_WRITTEN PROBLEM_: Return the span of the patch message starting at "It replaces the" and ending at "insertions(+), 41 deletions(-)", copied word for word.

_PAGE_:

[clang] [mlir][sparse] refine sparse fusion with empty tensors materialization (PR #66563)

Mon Sep 18 08:53:45 PDT 2023

https://github.com/aartbik updated https://github.com/llvm/llvm-project/pull/66563

>From afd923169445f8800365859145c8abd0823c5ef7 Mon Sep 17 00:00:00 2001
From: Aart Bik <ajcbik at google.com>
Date: Fri, 15 Sep 2023 17:22:34 -0700
Subject: [PATCH] [mlir][sparse] refine sparse fusion with empty tensors
 materialization

This is a minor step towards deprecating bufferization.alloc_tensor().
It replaces the examples with tensor.empty() and adjusts the underlying
rewriting logic to prepare for this upcoming change.
---
 .../Transforms/SparseTensorRewriting.cpp      | 28 +++++-----
 .../Dialect/SparseTensor/sparse_sddmm.mlir    | 54 +++++++++----------
 2 files changed, 41 insertions(+), 41 deletions(-)

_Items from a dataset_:
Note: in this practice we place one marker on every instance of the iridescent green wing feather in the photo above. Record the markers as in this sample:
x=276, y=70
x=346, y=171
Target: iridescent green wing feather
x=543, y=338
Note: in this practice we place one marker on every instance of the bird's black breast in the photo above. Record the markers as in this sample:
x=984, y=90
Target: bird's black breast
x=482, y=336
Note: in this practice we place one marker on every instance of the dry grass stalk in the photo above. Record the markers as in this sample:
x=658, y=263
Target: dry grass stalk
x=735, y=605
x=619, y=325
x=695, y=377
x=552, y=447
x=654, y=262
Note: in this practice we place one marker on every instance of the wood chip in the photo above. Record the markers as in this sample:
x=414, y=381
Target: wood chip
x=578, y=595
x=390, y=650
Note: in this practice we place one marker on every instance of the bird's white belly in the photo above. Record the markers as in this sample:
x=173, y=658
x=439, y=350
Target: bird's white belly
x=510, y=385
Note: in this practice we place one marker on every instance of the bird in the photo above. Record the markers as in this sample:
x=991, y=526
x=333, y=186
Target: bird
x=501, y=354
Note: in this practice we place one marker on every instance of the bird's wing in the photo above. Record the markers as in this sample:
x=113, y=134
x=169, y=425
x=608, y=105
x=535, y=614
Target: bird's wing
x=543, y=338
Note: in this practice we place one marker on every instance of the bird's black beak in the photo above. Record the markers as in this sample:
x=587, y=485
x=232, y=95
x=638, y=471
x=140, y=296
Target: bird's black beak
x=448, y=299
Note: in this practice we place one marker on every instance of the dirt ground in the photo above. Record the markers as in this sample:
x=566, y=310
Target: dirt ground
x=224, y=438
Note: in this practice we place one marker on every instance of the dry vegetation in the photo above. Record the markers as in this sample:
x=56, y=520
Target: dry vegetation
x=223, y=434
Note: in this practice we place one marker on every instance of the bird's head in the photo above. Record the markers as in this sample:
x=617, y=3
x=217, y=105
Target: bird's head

_COMPLETED TASK_:
It replaces the examples with tensor.empty() and adjusts the underlying
rewriting logic to prepare for this upcoming change.
---
 .../Transforms/SparseTensorRewriting.cpp      | 28 +++++-----
 .../Dialect/SparseTensor/sparse_sddmm.mlir    | 54 +++++++++----------
 2 files changed, 41 insertions(+), 41 deletions(-)